> _WHAT IS NEEDED_
Which lines in the material below contain the word "above"? Copy each of those lines in full.

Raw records

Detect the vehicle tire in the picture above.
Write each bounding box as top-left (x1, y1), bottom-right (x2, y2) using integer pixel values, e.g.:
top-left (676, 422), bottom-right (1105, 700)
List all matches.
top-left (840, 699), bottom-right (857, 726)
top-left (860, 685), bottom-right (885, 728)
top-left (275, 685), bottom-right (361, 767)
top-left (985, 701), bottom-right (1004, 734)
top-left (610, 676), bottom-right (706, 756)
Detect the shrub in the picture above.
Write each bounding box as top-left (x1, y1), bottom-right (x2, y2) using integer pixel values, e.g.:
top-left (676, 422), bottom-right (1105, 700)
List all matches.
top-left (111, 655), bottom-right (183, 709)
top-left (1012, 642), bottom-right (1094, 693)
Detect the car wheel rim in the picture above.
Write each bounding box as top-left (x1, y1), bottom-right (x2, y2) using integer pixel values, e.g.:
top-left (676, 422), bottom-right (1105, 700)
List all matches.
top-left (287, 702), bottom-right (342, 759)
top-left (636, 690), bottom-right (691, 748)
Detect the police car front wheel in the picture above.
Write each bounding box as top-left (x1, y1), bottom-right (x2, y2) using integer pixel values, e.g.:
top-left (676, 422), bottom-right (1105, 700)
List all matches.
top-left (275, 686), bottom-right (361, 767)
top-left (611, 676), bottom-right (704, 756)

> _SOLUTION TO THE EXERCISE_
Detect the vehicle tire in the picture above.
Detect the shrub in the picture above.
Detect the car wheel rim in the picture above.
Detect the police car front wheel in the picture above.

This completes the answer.